* [What is required]
Drop the pictures and extract exactly the lines from the one that contains "Annotate the sidewalk" through the end of the material.
_ _ _ _
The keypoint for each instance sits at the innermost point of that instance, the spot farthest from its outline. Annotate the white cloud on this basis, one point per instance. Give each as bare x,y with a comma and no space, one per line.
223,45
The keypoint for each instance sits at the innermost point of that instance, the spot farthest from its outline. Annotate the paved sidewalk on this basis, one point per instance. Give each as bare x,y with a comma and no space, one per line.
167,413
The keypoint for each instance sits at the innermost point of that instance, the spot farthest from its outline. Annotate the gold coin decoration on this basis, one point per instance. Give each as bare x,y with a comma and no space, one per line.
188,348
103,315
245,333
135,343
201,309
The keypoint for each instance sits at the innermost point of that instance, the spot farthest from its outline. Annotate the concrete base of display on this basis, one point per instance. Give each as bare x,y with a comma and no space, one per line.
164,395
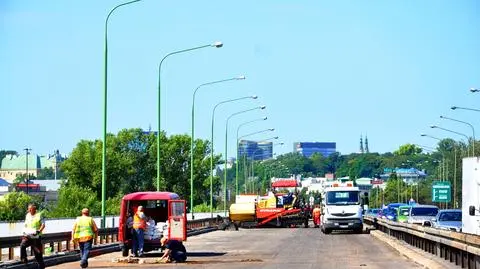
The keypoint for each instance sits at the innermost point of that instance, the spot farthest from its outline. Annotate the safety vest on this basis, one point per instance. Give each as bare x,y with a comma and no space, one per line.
316,212
84,231
32,223
138,222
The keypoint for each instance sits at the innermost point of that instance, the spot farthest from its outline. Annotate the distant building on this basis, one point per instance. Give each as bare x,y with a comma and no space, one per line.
307,149
12,165
255,150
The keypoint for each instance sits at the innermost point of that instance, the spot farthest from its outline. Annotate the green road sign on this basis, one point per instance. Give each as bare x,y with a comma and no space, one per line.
441,192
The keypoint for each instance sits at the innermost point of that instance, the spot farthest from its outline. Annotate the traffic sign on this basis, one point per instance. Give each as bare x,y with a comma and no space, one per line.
441,192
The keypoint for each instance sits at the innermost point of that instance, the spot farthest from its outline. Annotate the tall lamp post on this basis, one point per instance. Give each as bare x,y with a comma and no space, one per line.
238,139
27,152
451,131
238,163
226,151
471,126
104,144
193,131
217,44
211,151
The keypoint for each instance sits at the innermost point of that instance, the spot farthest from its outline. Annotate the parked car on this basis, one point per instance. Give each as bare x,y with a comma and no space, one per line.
449,219
420,213
402,213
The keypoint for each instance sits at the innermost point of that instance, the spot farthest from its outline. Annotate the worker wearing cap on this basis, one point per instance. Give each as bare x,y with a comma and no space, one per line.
139,226
174,250
316,216
32,236
84,231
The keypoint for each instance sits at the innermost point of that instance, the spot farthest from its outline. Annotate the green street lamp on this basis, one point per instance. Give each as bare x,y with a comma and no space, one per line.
105,87
217,44
464,108
471,126
226,151
212,150
236,166
193,131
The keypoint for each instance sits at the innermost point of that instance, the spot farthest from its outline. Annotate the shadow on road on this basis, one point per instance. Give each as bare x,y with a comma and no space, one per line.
205,254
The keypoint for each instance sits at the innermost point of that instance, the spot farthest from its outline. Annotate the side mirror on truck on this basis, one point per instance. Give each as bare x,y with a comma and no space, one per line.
471,210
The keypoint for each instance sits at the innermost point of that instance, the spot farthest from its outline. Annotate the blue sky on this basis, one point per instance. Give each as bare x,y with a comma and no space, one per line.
326,70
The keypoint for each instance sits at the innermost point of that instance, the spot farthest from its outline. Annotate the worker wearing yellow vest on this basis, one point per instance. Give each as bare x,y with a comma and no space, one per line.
84,231
139,225
316,216
32,236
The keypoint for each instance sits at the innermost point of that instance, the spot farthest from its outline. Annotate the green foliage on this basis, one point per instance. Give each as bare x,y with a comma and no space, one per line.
408,150
131,166
14,205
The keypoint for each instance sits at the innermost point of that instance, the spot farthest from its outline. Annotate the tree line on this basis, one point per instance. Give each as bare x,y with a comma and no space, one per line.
131,167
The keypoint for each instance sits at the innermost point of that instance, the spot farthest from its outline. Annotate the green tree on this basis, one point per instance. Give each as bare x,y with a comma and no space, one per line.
408,150
72,199
14,205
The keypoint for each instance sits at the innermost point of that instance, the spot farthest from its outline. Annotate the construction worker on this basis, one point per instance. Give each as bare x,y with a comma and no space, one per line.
32,236
316,216
174,250
139,225
84,231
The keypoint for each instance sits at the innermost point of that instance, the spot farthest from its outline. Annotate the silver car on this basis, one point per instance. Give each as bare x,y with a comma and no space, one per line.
419,214
449,219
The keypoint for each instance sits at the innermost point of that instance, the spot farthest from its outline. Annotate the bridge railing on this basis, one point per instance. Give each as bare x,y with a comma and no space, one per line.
460,249
61,243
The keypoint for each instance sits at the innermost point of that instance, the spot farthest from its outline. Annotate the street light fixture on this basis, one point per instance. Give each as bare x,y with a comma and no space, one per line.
105,87
226,151
27,152
193,130
212,149
464,108
217,44
236,166
448,130
471,126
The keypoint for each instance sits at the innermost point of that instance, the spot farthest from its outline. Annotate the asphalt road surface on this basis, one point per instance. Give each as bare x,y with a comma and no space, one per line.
274,248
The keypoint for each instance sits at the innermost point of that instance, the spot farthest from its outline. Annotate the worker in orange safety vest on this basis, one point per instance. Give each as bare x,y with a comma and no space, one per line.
316,216
139,225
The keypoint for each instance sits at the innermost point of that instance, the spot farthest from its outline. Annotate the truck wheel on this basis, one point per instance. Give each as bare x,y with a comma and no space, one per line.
124,251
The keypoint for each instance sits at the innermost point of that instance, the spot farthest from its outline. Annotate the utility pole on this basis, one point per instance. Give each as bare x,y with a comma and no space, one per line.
27,151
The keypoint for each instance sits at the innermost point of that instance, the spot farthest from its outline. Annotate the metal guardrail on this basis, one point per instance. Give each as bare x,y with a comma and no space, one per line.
60,243
460,249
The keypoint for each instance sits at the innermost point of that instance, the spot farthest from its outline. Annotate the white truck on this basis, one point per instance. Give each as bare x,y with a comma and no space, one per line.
342,208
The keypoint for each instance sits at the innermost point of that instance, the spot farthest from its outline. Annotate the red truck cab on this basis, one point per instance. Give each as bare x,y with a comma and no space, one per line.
166,213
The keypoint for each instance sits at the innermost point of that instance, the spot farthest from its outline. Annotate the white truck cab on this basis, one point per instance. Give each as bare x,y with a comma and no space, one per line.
342,208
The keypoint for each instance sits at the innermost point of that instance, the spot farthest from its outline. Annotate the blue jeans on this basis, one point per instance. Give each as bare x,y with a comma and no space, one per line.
178,256
85,248
137,241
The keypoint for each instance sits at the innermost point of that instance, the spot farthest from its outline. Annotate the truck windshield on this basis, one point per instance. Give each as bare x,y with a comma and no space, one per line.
342,198
424,211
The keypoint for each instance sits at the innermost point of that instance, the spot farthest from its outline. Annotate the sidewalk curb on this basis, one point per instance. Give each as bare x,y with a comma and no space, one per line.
414,255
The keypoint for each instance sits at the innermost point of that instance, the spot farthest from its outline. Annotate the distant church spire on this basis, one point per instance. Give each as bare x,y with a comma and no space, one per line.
361,144
366,144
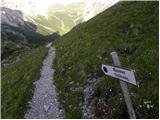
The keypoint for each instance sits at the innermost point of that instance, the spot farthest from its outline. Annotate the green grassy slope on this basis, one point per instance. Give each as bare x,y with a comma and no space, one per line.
60,18
17,83
131,29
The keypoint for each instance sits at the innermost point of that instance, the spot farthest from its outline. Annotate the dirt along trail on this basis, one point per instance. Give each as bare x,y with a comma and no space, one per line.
_ _ _ _
* [Problem solution]
The keypoint for each instance sits at the innermost point of that instance, the spot farthest from its outline. Annotate the sidewalk curb on this basis, one point per instance. Give each as bare x,y with a comma and no space, one per line.
414,255
The keypoint for each instance sits at the innermost point of that instance, the spot farthest from its outline. Annotate the distant church spire on this basis, one point per instance. Give each as bare x,y with a comma and no space, one per line.
361,144
366,144
The keypoint for each instance sits at the innermost point of that instance, the spot farthest from its outline. Annotate the green grassy slope on this basis, one point per instance. Give each as bare x,y with a comma and no space, one per line.
60,18
17,83
131,29
The keypoint for each instance sits at the innermost point of that instance, the spot farthest from its outline. Annotate the dirt along trail on this basis, one point per instance. Give each as bare x,y with a comma and no space, one per line.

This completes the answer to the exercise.